*Request*:
Put the entries below into a two-column CSV with columns label_text and bbox_list, one row per entry. Place each entry's text and its boxes in single quoted fields, replace line breaks with spaces, and leave out the pictures.
begin
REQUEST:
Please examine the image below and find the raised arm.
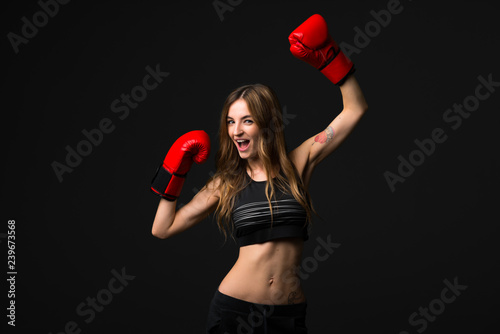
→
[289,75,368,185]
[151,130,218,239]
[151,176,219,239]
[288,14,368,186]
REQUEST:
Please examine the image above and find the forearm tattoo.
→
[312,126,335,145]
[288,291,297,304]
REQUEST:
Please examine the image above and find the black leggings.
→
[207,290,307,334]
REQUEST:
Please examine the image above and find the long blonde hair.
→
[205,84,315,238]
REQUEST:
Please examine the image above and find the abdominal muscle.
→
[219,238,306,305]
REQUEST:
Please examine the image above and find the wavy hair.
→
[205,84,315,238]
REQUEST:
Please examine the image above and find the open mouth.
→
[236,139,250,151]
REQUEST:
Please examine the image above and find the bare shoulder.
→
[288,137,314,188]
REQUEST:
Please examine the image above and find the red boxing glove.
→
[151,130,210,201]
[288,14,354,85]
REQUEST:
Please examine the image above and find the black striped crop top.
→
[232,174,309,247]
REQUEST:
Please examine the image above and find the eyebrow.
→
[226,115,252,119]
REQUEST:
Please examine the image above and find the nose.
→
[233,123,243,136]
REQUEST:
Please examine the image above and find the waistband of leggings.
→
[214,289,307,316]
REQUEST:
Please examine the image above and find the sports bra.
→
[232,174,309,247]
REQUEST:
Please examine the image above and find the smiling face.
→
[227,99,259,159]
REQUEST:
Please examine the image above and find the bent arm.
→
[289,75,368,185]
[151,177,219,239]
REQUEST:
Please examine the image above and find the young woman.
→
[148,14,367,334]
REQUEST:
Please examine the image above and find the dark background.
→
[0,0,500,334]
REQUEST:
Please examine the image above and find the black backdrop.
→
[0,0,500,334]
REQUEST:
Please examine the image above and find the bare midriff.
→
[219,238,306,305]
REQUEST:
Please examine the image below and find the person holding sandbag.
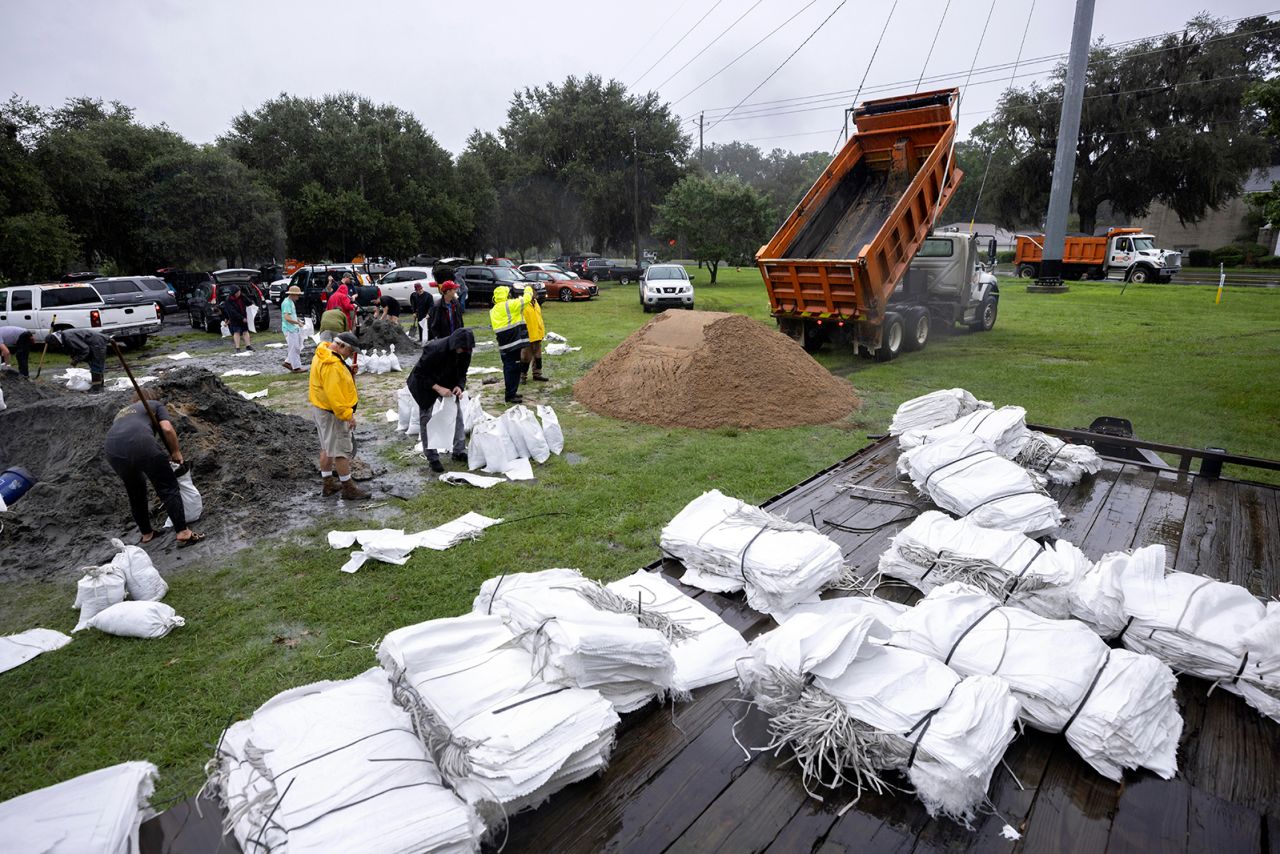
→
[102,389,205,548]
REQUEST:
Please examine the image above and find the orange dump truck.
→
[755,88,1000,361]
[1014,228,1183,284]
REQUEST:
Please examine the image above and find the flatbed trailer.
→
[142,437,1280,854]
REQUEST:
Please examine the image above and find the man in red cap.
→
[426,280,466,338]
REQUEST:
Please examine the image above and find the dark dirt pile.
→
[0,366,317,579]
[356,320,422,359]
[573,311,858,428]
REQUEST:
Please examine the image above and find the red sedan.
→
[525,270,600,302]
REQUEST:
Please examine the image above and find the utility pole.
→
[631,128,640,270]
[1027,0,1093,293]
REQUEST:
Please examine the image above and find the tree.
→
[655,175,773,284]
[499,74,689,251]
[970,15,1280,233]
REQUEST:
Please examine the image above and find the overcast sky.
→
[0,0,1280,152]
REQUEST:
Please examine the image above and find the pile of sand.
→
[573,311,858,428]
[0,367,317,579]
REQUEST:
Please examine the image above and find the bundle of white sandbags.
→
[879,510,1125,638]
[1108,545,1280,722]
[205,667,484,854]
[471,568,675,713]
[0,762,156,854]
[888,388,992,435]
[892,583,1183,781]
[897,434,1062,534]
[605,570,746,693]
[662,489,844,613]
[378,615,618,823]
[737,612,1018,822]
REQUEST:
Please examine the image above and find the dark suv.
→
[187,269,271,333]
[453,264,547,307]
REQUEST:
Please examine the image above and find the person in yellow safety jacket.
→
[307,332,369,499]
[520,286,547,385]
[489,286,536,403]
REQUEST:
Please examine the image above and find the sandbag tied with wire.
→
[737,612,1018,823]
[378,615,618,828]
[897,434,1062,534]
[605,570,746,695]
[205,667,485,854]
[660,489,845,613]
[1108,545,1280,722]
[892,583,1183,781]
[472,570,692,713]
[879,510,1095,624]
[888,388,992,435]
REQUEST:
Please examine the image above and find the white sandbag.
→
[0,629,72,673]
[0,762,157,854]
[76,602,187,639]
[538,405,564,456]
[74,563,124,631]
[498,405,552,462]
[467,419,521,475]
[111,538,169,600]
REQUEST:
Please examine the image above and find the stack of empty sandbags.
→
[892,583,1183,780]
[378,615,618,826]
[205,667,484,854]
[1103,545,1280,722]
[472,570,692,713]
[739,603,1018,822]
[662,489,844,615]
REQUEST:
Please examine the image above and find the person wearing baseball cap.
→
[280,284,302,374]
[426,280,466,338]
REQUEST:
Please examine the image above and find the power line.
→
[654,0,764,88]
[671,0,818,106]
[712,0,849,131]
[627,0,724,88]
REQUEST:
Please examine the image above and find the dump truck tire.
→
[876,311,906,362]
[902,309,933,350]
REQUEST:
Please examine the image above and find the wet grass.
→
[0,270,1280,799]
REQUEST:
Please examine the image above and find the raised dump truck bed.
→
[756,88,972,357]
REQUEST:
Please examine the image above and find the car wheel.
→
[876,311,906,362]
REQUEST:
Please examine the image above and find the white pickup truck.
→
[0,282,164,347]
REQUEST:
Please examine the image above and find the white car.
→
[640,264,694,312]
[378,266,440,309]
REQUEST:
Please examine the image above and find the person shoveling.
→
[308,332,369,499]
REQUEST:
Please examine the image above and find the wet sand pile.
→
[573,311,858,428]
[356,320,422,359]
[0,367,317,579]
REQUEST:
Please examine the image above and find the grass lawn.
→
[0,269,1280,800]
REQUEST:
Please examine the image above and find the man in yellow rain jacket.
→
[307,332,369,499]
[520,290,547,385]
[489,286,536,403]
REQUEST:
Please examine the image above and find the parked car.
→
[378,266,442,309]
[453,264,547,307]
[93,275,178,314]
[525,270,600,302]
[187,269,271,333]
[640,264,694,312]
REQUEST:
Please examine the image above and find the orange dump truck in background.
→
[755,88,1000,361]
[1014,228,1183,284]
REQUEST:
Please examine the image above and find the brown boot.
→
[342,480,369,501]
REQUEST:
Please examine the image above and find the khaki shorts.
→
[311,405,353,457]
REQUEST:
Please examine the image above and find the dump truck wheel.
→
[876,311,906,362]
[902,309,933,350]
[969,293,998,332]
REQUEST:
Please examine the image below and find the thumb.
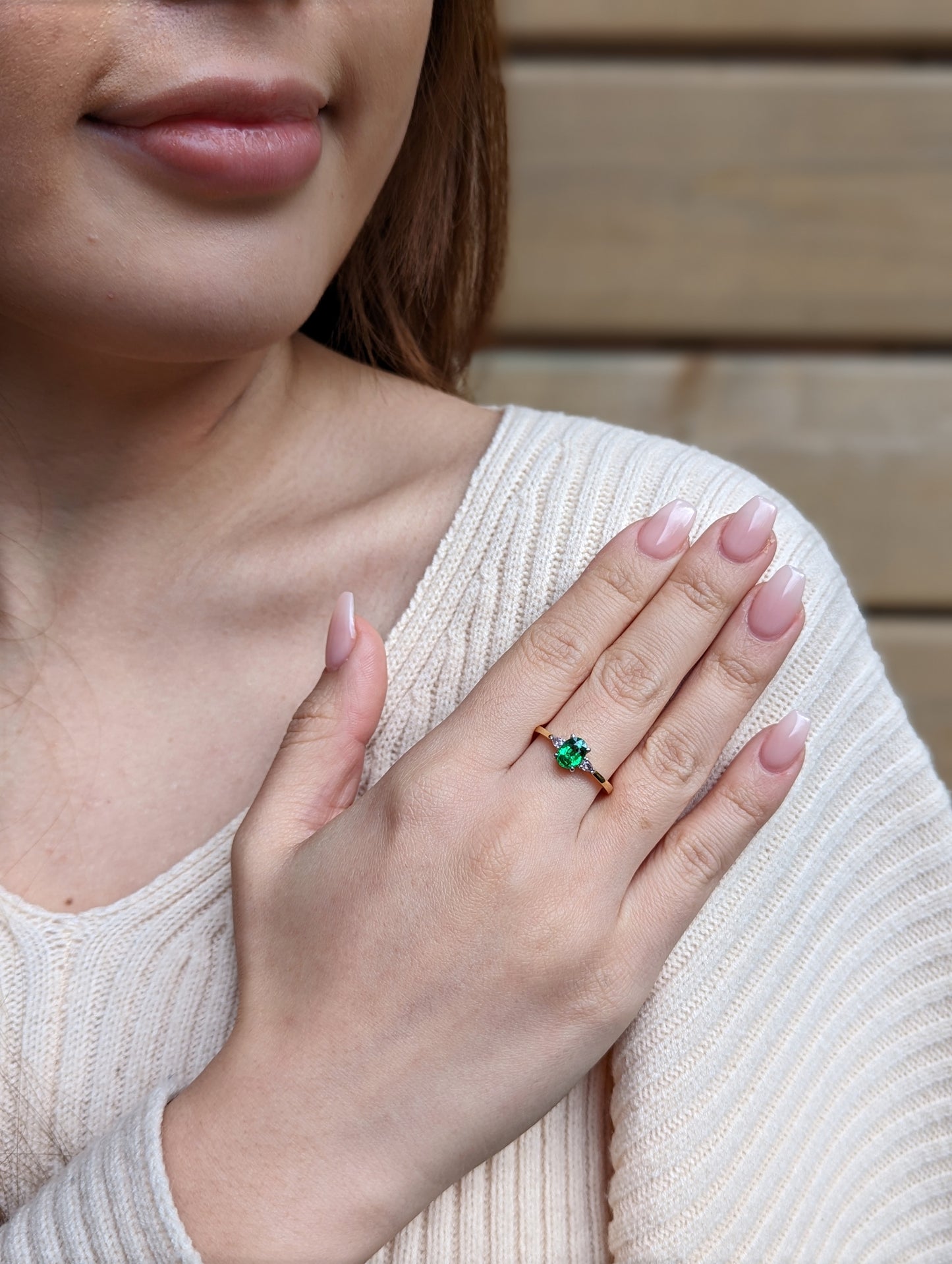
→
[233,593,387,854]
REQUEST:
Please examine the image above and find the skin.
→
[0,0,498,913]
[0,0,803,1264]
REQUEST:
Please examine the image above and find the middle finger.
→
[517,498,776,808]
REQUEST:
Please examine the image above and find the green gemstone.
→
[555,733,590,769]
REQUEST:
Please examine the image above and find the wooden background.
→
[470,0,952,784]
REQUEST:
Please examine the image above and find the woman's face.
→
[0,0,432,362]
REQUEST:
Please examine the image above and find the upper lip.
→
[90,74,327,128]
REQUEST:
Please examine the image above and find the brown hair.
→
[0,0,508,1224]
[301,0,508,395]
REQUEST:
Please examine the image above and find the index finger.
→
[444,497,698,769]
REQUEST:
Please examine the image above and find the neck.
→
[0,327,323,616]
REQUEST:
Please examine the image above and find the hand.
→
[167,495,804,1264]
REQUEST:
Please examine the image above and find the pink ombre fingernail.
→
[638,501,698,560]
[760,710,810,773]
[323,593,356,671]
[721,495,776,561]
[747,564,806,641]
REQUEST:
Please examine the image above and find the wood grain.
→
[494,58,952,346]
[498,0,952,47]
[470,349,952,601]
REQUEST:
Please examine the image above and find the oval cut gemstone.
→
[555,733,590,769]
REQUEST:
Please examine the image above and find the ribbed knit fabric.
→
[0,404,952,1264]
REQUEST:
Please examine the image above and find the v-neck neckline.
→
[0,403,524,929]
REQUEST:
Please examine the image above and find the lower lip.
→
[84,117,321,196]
end
*Completed task*:
label_text,bbox_list
"REQUEST: Please examine the image below and find the raised arm. →","[289,75,368,185] [151,130,218,239] [151,176,219,239] [288,14,368,186]"
"REQUEST: Please examine the image above and find the forearm tattoo. →","[312,126,335,145] [288,291,297,304]"
"REQUEST: Please examine the image above and find the black leggings. →","[207,290,307,334]"
"REQUEST: Please examine the image above and find the long blonde hair. →","[205,84,315,238]"
"REQUEST: Please examine the image above and find the abdominal muscle. →","[219,238,306,305]"
"REQUEST: Please examine the image above and find the wavy hair. →","[205,84,315,238]"
"REQUEST: Please examine the image above and find the open mouth. →","[236,139,250,151]"
"REQUEST: Please examine the image above and find the bare shoulder. →","[288,137,314,188]"
"REQUEST: Please examine the image above and find the red boxing glove. →","[151,130,210,201] [288,14,354,85]"
"REQUEST: Please examine the image above and find the black striped crop top. →","[232,174,309,247]"
"REQUEST: Please examine the image above and find the eyebrow. →","[226,115,252,119]"
"REQUEST: Please examine the image above and find the nose. →","[233,123,243,136]"
"REQUEST: Please examine the image above and find the waistband of leggings. →","[214,289,307,316]"
"REQUEST: Please examine the image above and find the sports bra. →","[232,174,309,247]"
"REQUEST: Please examine the image above and find the smiling face. →","[227,99,259,159]"
"REQUEST: Please examine the image above and find the bent arm. →","[289,75,368,185] [151,177,219,239]"
"REQUEST: Please examine the image above and find the young woman. →","[148,14,367,334]"
"REQUEST: Please examine the image above and find the dark background. →","[0,0,500,334]"
"REQUEST: Please examine the image above and find the black backdrop. →","[0,0,500,334]"
"REQUEST: Please examine the image above and find the bare midriff. →","[219,238,306,305]"
"REQUEST: Please examine the image below and find the person holding sandbag. →","[102,389,205,548]"
"REQUEST: Please examine the image above and find the orange dump truck. →","[755,88,1000,361] [1014,228,1183,284]"
"REQUEST: Please examine the image above and find the flatbed trailer. →","[142,437,1280,854]"
"REQUEST: Please examine the image above and find the man in red cap. →","[426,280,466,338]"
"REQUEST: Please examine the image above and find the dark dirt pile. →","[0,366,317,579] [356,320,422,359] [573,311,858,428]"
"REQUEST: Please examine the image above and find the red sedan. →","[525,270,600,302]"
"REQUEST: Please examine the image above and find the utility pole. →","[631,128,640,270] [1027,0,1093,293]"
"REQUEST: Please examine the image above and find the tree. →","[655,175,773,284] [499,74,689,251] [970,15,1280,233]"
"REQUEST: Please examine the image above and find the overcast sky. →","[0,0,1280,152]"
"REQUEST: Please examine the image above and find the pile of sand. →","[573,311,858,428] [0,367,317,579]"
"REQUEST: Please examine the image above and find the bundle of white sandbags. →","[879,510,1125,638] [1108,545,1280,722] [205,667,484,854] [471,568,675,713] [0,762,156,854] [888,388,992,435] [892,583,1183,781] [897,434,1062,534] [605,570,746,693] [662,489,844,613] [378,615,618,823] [737,612,1018,822]"
"REQUEST: Please examine the image above and find the dark suv. →","[187,269,271,333] [453,264,547,307]"
"REQUEST: Please examine the image above and find the person in yellow safety jacket. →","[307,332,369,499] [520,286,547,385] [489,286,536,403]"
"REQUEST: Please examine the image above and find the sandbag tied with wire. →","[737,612,1018,823] [378,615,618,828] [897,434,1062,534] [605,570,746,695] [205,667,485,854] [660,489,845,613] [1108,545,1280,722] [892,583,1183,781] [472,570,692,713] [879,510,1095,624] [888,388,992,435]"
"REQUEST: Please examine the image above and find the white sandbag. →","[0,629,72,673] [0,762,157,854] [76,602,187,639] [538,405,564,456] [74,563,124,631] [498,405,552,462] [467,419,521,475] [111,538,169,600]"
"REQUEST: Please examine the image above and find the stack of empty sandbags. →","[892,583,1183,780] [378,615,618,826] [205,667,484,854] [1103,545,1280,722] [472,570,692,713] [739,603,1018,822] [662,489,844,615]"
"REQUEST: Please examine the image above and find the person wearing baseball cap. →","[280,284,302,374] [426,280,466,338]"
"REQUEST: Please examine the image above and find the power line. →","[654,0,764,88] [671,0,818,106] [712,0,849,131] [627,0,724,88]"
"REQUEST: Please examine the image above and find the dump truck tire. →","[876,311,906,362] [902,309,933,350]"
"REQUEST: Please examine the image above and find the wet grass. →","[0,270,1280,799]"
"REQUEST: Please examine the image above and find the raised dump truck bed. →","[756,88,972,357]"
"REQUEST: Please examine the image above and find the car wheel. →","[876,311,906,362]"
"REQUEST: Please examine the image above and find the white pickup truck. →","[0,282,164,347]"
"REQUEST: Please examine the image above and find the white car. →","[640,264,694,312] [378,266,440,309]"
"REQUEST: Please examine the image above and find the person shoveling. →","[308,332,369,499]"
"REQUEST: Please examine the image above and find the wet sand pile. →","[573,311,858,428] [356,320,422,359] [0,367,317,579]"
"REQUEST: Please examine the image above and find the grass lawn. →","[0,269,1280,800]"
"REQUEST: Please examine the image above and find the man in yellow rain jacket. →","[307,332,369,499] [520,290,547,385] [489,286,536,403]"
"REQUEST: Please examine the image above and find the parked car. →","[378,266,442,309] [453,264,547,307] [93,275,178,314] [525,270,600,302] [187,269,271,333] [640,264,694,312]"
"REQUEST: Please examine the image above and find the orange dump truck in background. →","[755,88,1000,361] [1014,228,1183,284]"
"REQUEST: Please examine the image above and find the brown boot. →","[342,480,369,501]"
"REQUEST: Please examine the image above and find the khaki shorts. →","[311,405,353,457]"
"REQUEST: Please examine the image above and find the dump truck wheel. →","[876,311,906,362] [902,309,933,350] [969,293,998,332]"
"REQUEST: Please examine the image below and find the thumb. →","[233,593,387,854]"
"REQUEST: Please examine the image above and find the skin. →","[0,0,498,913] [0,0,803,1264]"
"REQUEST: Please examine the image above and find the middle finger. →","[517,498,776,808]"
"REQUEST: Please examine the image above and find the green gemstone. →","[555,733,590,769]"
"REQUEST: Please examine the image above and find the wooden background. →","[470,0,952,784]"
"REQUEST: Please examine the image above and find the woman's face. →","[0,0,432,362]"
"REQUEST: Please examine the image above and find the upper lip. →","[90,74,327,128]"
"REQUEST: Please examine the image above and find the brown hair. →","[0,0,508,1224] [301,0,508,395]"
"REQUEST: Please examine the image above and find the index finger. →","[444,497,698,769]"
"REQUEST: Please examine the image above and find the neck. →","[0,327,323,616]"
"REQUEST: Please examine the image above and find the hand. →","[167,495,804,1264]"
"REQUEST: Please examine the image above and find the pink ombre fingernail. →","[638,501,698,560] [760,710,810,773] [323,593,356,671] [721,495,776,561] [747,564,806,641]"
"REQUEST: Please examine the image above and find the wood grain. →","[494,58,952,346] [498,0,952,47] [470,349,952,601]"
"REQUEST: Please examine the image above and find the oval cut gemstone. →","[555,733,590,769]"
"REQUEST: Please examine the image above and find the ribbed knit fabric. →","[0,404,952,1264]"
"REQUEST: Please examine the image above and find the v-neck neckline. →","[0,403,524,929]"
"REQUEST: Please examine the image above and find the lower lip. →","[84,117,321,196]"